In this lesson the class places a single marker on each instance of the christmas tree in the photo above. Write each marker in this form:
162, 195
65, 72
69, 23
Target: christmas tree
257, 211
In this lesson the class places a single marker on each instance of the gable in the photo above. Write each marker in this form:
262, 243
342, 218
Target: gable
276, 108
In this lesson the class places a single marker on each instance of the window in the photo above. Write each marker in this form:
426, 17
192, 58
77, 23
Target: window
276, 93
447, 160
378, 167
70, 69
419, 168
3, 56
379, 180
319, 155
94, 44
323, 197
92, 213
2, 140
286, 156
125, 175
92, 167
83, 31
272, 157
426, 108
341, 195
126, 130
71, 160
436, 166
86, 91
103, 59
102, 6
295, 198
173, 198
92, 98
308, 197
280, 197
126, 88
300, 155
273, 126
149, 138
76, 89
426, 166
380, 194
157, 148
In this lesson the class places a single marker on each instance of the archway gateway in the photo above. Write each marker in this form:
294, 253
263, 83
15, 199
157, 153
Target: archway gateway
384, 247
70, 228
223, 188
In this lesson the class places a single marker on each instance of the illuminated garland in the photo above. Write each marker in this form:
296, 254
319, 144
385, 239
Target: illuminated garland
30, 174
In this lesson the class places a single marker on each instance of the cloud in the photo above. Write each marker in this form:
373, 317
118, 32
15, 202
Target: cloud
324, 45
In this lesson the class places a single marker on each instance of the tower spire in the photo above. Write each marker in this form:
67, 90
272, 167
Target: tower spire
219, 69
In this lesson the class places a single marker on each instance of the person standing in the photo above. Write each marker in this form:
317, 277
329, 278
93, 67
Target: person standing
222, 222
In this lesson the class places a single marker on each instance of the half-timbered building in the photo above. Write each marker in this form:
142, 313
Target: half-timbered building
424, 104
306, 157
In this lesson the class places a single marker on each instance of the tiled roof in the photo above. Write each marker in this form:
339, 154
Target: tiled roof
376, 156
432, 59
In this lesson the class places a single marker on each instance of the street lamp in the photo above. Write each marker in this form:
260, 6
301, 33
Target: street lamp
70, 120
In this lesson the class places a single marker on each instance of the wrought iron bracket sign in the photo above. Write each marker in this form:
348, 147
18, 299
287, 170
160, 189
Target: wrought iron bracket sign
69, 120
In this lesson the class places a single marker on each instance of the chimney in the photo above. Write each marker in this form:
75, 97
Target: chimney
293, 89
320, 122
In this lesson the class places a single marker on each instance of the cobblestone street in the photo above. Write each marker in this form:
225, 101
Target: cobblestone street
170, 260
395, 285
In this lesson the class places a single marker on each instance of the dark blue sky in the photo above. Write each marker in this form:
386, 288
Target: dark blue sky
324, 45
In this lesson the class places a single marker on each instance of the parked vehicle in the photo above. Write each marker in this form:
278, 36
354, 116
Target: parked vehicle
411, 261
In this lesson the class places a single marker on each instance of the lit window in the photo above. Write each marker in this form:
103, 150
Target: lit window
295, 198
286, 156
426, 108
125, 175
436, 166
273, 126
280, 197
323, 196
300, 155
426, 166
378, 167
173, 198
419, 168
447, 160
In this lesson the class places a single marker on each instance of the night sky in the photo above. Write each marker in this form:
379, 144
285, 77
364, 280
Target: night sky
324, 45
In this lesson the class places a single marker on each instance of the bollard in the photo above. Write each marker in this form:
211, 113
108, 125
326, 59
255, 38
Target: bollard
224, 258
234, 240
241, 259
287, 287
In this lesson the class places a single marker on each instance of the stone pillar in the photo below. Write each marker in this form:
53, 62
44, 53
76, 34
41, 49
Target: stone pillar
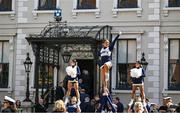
153, 77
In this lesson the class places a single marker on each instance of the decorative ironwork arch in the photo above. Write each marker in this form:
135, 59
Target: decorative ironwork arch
47, 46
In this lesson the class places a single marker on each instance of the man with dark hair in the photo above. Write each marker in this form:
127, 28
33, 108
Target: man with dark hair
8, 105
120, 106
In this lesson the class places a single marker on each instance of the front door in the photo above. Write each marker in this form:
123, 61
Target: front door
87, 75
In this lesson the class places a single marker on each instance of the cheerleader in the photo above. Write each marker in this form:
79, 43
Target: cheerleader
73, 71
74, 107
106, 63
137, 75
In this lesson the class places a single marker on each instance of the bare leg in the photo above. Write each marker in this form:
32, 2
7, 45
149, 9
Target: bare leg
69, 88
76, 87
105, 72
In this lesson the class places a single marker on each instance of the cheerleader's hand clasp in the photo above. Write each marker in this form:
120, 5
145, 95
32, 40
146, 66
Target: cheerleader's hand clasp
120, 32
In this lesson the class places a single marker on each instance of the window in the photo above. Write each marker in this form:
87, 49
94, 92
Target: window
5, 5
47, 5
126, 59
4, 64
174, 65
174, 3
127, 4
86, 4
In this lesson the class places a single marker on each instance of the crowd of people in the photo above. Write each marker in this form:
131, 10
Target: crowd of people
72, 96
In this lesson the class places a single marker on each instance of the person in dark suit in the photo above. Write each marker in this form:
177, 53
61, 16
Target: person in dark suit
120, 106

* * * * *

» Prompt: Render the whole listing above as a Markdown table with the columns "Row" and "Line", giving each line its own numbered row and skipping blank lines. Leave the pictures out of your answer.

» Task solution:
| Row | Line |
|---|---|
| 1 | In this lesson the class places a single marker on each instance of the christmas tree in the photo above. Write each marker in this form: |
| 2 | 162, 195 |
| 3 | 65, 72 |
| 4 | 69, 23 |
| 5 | Target: christmas tree |
| 6 | 257, 211 |
| 7 | In this lesson the class places a single marker on each instance of the gable in the photo above. Write each marker in this form: |
| 8 | 262, 243 |
| 9 | 342, 218 |
| 10 | Target: gable |
| 11 | 276, 108 |
| 12 | In this lesson the class places a single marker on each instance of the window in the photo above. Write each marker in this form: |
| 13 | 426, 17 |
| 14 | 192, 58 |
| 15 | 77, 23 |
| 16 | Target: window |
| 17 | 276, 93 |
| 18 | 447, 160 |
| 19 | 378, 167 |
| 20 | 70, 69 |
| 21 | 419, 168 |
| 22 | 3, 56 |
| 23 | 379, 180 |
| 24 | 319, 155 |
| 25 | 94, 44 |
| 26 | 323, 197 |
| 27 | 92, 213 |
| 28 | 2, 140 |
| 29 | 286, 156 |
| 30 | 125, 175 |
| 31 | 92, 167 |
| 32 | 83, 31 |
| 33 | 272, 157 |
| 34 | 426, 108 |
| 35 | 341, 195 |
| 36 | 126, 130 |
| 37 | 71, 160 |
| 38 | 436, 166 |
| 39 | 86, 91 |
| 40 | 103, 59 |
| 41 | 102, 6 |
| 42 | 295, 198 |
| 43 | 173, 198 |
| 44 | 92, 98 |
| 45 | 308, 197 |
| 46 | 280, 197 |
| 47 | 126, 88 |
| 48 | 300, 155 |
| 49 | 273, 126 |
| 50 | 149, 138 |
| 51 | 76, 89 |
| 52 | 426, 166 |
| 53 | 380, 194 |
| 54 | 157, 148 |
| 55 | In this lesson the class places a single marker on each instance of the archway gateway in the photo above. Write each marker in this form: |
| 56 | 294, 253 |
| 57 | 263, 83 |
| 58 | 15, 199 |
| 59 | 157, 153 |
| 60 | Target: archway gateway |
| 61 | 384, 247 |
| 62 | 70, 228 |
| 63 | 223, 188 |
| 64 | In this lesson the class places a single marker on each instance of the illuminated garland in the photo above. Write each marker in this form: |
| 65 | 296, 254 |
| 66 | 319, 144 |
| 67 | 385, 239 |
| 68 | Target: illuminated garland |
| 69 | 30, 174 |
| 70 | In this lesson the class places a single marker on each instance of the cloud in the photo above. Write each marker in this form: |
| 71 | 373, 317 |
| 72 | 118, 32 |
| 73 | 15, 202 |
| 74 | Target: cloud |
| 75 | 324, 45 |
| 76 | In this lesson the class places a single marker on each instance of the tower spire in the photo above. Write each marker in this form: |
| 77 | 67, 90 |
| 78 | 272, 167 |
| 79 | Target: tower spire |
| 80 | 219, 69 |
| 81 | In this lesson the class places a single marker on each instance of the person standing in the photo above. Write each marker in this form: |
| 82 | 317, 277 |
| 83 | 329, 278 |
| 84 | 93, 67 |
| 85 | Target: person standing |
| 86 | 222, 222 |
| 87 | In this lesson the class places a single marker on each instance of the half-timbered building in the photo above. Write each marker in this form: |
| 88 | 142, 313 |
| 89 | Target: half-timbered building |
| 90 | 424, 104 |
| 91 | 306, 157 |
| 92 | In this lesson the class places a single marker on each instance of the tiled roof in the photo above. Write each marker in this form: |
| 93 | 339, 154 |
| 94 | Target: tiled roof |
| 95 | 376, 156 |
| 96 | 432, 59 |
| 97 | In this lesson the class places a single marker on each instance of the street lamp in the photo above. Write each marker in this form: |
| 98 | 260, 6 |
| 99 | 301, 33 |
| 100 | Target: street lamp |
| 101 | 70, 120 |
| 102 | In this lesson the class places a single marker on each instance of the wrought iron bracket sign in the photo above. Write each marker in this form: |
| 103 | 348, 147 |
| 104 | 18, 299 |
| 105 | 287, 170 |
| 106 | 160, 189 |
| 107 | Target: wrought iron bracket sign |
| 108 | 69, 120 |
| 109 | In this lesson the class places a single marker on each instance of the chimney in the photo above. Write each marker in this form: |
| 110 | 75, 97 |
| 111 | Target: chimney |
| 112 | 293, 89 |
| 113 | 320, 122 |
| 114 | In this lesson the class places a single marker on each instance of the cobblestone street in the photo above. Write each marker in this form: |
| 115 | 225, 101 |
| 116 | Target: cobblestone street |
| 117 | 170, 260 |
| 118 | 395, 285 |
| 119 | In this lesson the class places a single marker on each instance of the dark blue sky in the photo above. Write each marker in this form: |
| 120 | 386, 288 |
| 121 | Target: dark blue sky |
| 122 | 324, 45 |
| 123 | In this lesson the class places a single marker on each instance of the parked vehicle in the photo above. Write each marker in this form: |
| 124 | 278, 36 |
| 125 | 354, 116 |
| 126 | Target: parked vehicle |
| 127 | 411, 261 |
| 128 | In this lesson the class places a single marker on each instance of the lit window in the photo above. Write each marker in this form: |
| 129 | 103, 150 |
| 130 | Target: lit window |
| 131 | 295, 198 |
| 132 | 286, 156 |
| 133 | 426, 108 |
| 134 | 125, 175 |
| 135 | 436, 166 |
| 136 | 273, 126 |
| 137 | 280, 197 |
| 138 | 323, 196 |
| 139 | 300, 155 |
| 140 | 426, 166 |
| 141 | 378, 167 |
| 142 | 173, 198 |
| 143 | 419, 168 |
| 144 | 447, 160 |
| 145 | In this lesson the class places a single marker on each instance of the night sky in the photo above. Write each marker in this form: |
| 146 | 379, 144 |
| 147 | 285, 77 |
| 148 | 364, 280 |
| 149 | Target: night sky |
| 150 | 324, 45 |
| 151 | In this lesson the class places a single marker on each instance of the bollard in the photo above. Write each marker in this form: |
| 152 | 211, 113 |
| 153 | 108, 125 |
| 154 | 326, 59 |
| 155 | 255, 38 |
| 156 | Target: bollard |
| 157 | 224, 258 |
| 158 | 234, 240 |
| 159 | 241, 259 |
| 160 | 287, 287 |
| 161 | In this lesson the class places a single marker on each instance of the stone pillar in the photo below. Write each marker in this form: |
| 162 | 53, 62 |
| 163 | 44, 53 |
| 164 | 76, 34 |
| 165 | 41, 49 |
| 166 | Target: stone pillar |
| 167 | 153, 77 |
| 168 | In this lesson the class places a single marker on each instance of the decorative ironwork arch in the photo above. Write each marker in this form: |
| 169 | 135, 59 |
| 170 | Target: decorative ironwork arch |
| 171 | 47, 46 |
| 172 | In this lesson the class places a single marker on each instance of the man with dark hair in the photo above. Write each marker in this form: |
| 173 | 127, 28 |
| 174 | 33, 108 |
| 175 | Target: man with dark hair |
| 176 | 8, 105 |
| 177 | 120, 106 |
| 178 | In this lesson the class places a single marker on each instance of the front door in the photo above. Write each marker in this form: |
| 179 | 123, 61 |
| 180 | Target: front door |
| 181 | 87, 75 |
| 182 | In this lesson the class places a single marker on each instance of the cheerleader in the photo above. Write each marker in this form: |
| 183 | 79, 43 |
| 184 | Target: cheerleader |
| 185 | 73, 71 |
| 186 | 74, 107 |
| 187 | 106, 63 |
| 188 | 137, 75 |
| 189 | In this lesson the class places a single marker on each instance of the bare leg in the photo above. Write each marker in this form: |
| 190 | 32, 2 |
| 191 | 7, 45 |
| 192 | 149, 9 |
| 193 | Target: bare leg |
| 194 | 69, 88 |
| 195 | 76, 87 |
| 196 | 105, 72 |
| 197 | In this lesson the class places a single marker on each instance of the cheerleader's hand clasp in the photo above. Write each marker in this form: |
| 198 | 120, 5 |
| 199 | 145, 95 |
| 200 | 32, 40 |
| 201 | 146, 66 |
| 202 | Target: cheerleader's hand clasp |
| 203 | 120, 32 |
| 204 | In this lesson the class places a single marker on each instance of the window in the photo above. Write each marker in this form: |
| 205 | 87, 49 |
| 206 | 94, 92 |
| 207 | Target: window |
| 208 | 5, 5 |
| 209 | 47, 5 |
| 210 | 126, 59 |
| 211 | 4, 64 |
| 212 | 174, 65 |
| 213 | 174, 3 |
| 214 | 127, 4 |
| 215 | 86, 4 |
| 216 | In this lesson the class places a single marker on each instance of the crowd of people in the photo above. Write each marker in this form: |
| 217 | 131, 10 |
| 218 | Target: crowd of people |
| 219 | 72, 96 |
| 220 | In this lesson the class places a single marker on each instance of the person in dark suit in the photo above. Write each marker in this form: |
| 221 | 177, 53 |
| 222 | 61, 16 |
| 223 | Target: person in dark suit |
| 224 | 120, 106 |